= YOUR OBJECTIVE =
Check each line of the records below for the word "outline" and give the number of lines that have it, with nothing added.

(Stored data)
━━━━━━━━
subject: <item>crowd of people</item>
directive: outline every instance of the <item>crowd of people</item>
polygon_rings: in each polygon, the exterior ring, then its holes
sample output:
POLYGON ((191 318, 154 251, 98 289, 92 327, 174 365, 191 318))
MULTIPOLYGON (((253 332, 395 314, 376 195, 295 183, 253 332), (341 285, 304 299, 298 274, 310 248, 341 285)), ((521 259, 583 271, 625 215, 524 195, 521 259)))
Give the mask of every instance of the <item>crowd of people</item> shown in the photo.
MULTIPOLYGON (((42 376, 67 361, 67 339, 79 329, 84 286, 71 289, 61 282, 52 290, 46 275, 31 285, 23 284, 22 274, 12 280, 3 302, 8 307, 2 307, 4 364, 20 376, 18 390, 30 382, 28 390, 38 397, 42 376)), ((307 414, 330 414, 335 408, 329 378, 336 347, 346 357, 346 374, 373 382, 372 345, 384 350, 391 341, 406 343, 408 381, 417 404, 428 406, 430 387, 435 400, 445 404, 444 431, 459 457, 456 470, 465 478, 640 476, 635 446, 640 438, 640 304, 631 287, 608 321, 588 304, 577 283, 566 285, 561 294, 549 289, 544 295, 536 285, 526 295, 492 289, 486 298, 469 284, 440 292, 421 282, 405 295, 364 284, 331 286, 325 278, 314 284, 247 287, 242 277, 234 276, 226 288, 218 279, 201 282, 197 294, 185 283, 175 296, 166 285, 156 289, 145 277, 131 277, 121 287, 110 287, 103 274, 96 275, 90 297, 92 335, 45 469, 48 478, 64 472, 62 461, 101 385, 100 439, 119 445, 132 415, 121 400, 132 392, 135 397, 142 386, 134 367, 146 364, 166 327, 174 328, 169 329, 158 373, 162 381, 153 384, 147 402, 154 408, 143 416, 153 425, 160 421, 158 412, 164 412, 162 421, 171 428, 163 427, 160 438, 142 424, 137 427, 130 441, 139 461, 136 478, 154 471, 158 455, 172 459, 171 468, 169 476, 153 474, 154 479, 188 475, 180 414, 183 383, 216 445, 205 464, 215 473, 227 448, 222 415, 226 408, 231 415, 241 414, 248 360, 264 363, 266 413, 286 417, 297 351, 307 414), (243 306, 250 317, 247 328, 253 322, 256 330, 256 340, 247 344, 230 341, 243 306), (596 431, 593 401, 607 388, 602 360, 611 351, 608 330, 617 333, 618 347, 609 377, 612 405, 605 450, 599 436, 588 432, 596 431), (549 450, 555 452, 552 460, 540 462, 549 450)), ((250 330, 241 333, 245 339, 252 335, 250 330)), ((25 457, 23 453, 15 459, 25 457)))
━━━━━━━━
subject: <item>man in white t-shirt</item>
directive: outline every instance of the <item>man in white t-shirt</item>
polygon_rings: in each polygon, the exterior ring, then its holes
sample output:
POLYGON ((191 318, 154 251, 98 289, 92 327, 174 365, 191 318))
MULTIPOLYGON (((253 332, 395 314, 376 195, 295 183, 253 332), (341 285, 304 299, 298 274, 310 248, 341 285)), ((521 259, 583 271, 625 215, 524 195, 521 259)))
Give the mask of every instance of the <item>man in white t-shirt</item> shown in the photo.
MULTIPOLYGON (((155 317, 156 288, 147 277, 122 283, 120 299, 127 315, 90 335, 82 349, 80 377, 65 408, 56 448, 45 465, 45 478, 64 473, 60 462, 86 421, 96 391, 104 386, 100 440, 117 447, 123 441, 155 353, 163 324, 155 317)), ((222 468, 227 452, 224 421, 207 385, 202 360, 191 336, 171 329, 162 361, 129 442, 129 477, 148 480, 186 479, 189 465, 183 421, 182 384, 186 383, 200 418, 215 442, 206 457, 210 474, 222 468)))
━━━━━━━━
= EXERCISE ANSWER =
2